Data shown
<<<<

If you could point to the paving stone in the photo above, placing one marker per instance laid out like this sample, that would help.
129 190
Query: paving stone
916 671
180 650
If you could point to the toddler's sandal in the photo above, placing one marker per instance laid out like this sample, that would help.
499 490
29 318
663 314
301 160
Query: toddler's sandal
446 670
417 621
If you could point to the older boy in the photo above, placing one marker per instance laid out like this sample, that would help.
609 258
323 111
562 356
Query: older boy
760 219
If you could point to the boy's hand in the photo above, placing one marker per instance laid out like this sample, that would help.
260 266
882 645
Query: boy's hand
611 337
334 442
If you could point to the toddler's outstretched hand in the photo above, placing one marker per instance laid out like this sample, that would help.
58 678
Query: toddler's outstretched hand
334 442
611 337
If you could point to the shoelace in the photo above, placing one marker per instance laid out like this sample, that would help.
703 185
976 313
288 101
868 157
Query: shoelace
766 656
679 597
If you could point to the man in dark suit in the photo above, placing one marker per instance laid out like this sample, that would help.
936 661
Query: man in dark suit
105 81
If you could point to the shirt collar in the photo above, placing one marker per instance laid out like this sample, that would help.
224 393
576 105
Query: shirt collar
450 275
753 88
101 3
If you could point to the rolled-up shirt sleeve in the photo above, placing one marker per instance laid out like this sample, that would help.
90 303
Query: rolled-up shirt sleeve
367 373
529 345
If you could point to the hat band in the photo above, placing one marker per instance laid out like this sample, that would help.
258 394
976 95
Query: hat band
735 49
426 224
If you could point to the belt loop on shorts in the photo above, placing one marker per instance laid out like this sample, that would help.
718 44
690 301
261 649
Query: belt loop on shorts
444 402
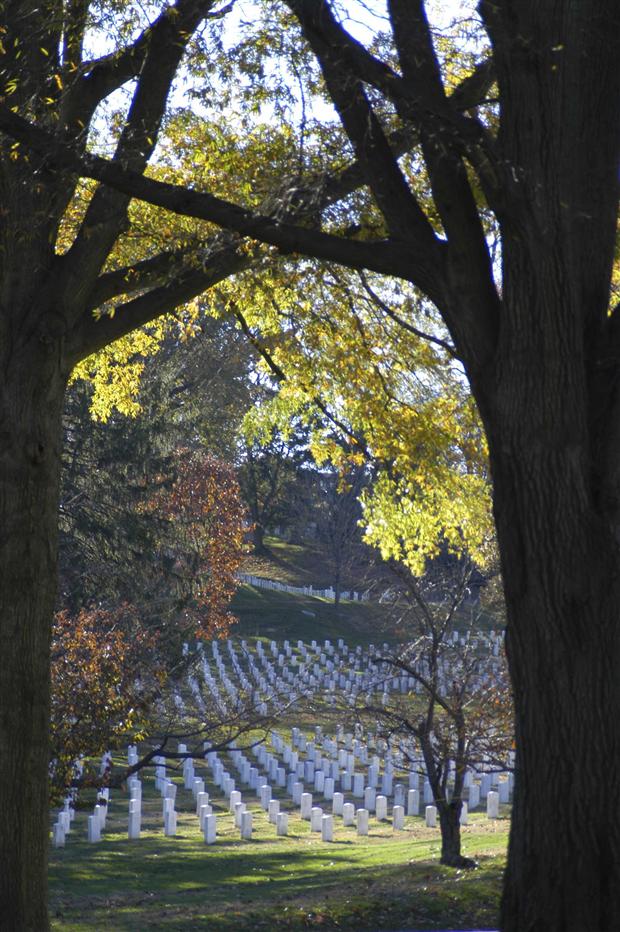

>>>>

Aim
Print every line above unchanged, from first to last, but leave out the picture.

Solved problem
If you could point to the paving stone in the photo above, placing one marker per instance laid out like this sample, that would help.
129 190
Query: paving stone
916 671
180 650
If you could point to the toddler's sandal in the photo above, placing one marker per instance laid out like this sample, that would help.
499 490
29 318
663 314
301 160
Query: toddler's sandal
446 670
417 621
If you could point to the older boy in the photo above, placing one marker per instance laid out like this sample, that would help.
609 258
323 111
562 356
Query: older boy
760 219
If you could point to the boy's hand in the photo above, placing one marker per instance laid out like this sample, that would help.
260 266
882 645
Query: boy's hand
611 337
334 442
If you could point to the toddler's outstretched hand in the photo above, placing one marker per instance laid out like this sample, that would help.
58 678
Query: toddler's outstretched hand
334 442
611 337
If you could point to the shoelace in the photo above, placing one marker per instance laid out like this sample, that would help.
703 185
976 313
288 101
868 157
Query: shoelace
766 656
679 597
If you could point to the man in dark suit in the photo above, placing one marker per instance laid out like this sample, that would help.
936 661
Query: man in dark suit
105 81
If you could point to the shirt collar in the photo above, placing one marker per instance laid out like this sample, that would help.
224 393
576 105
Query: shirt collar
450 275
753 88
101 3
If you could point to the rolled-up shirt sleeve in the photo above, placing one marker per instance laid out like this sample, that would help.
90 303
Query: rolled-up shirt sleeve
367 373
529 345
If you could point to the hat band in the photo above, placing one marker per instance laid out like this sample, that would help.
258 394
976 95
Query: hat band
735 49
426 224
If you could point to the belt loop on shorts in the photo above, placing one marker per instance laid out like this sample, that would help.
718 44
690 301
261 649
Query: belt loop on shorts
444 402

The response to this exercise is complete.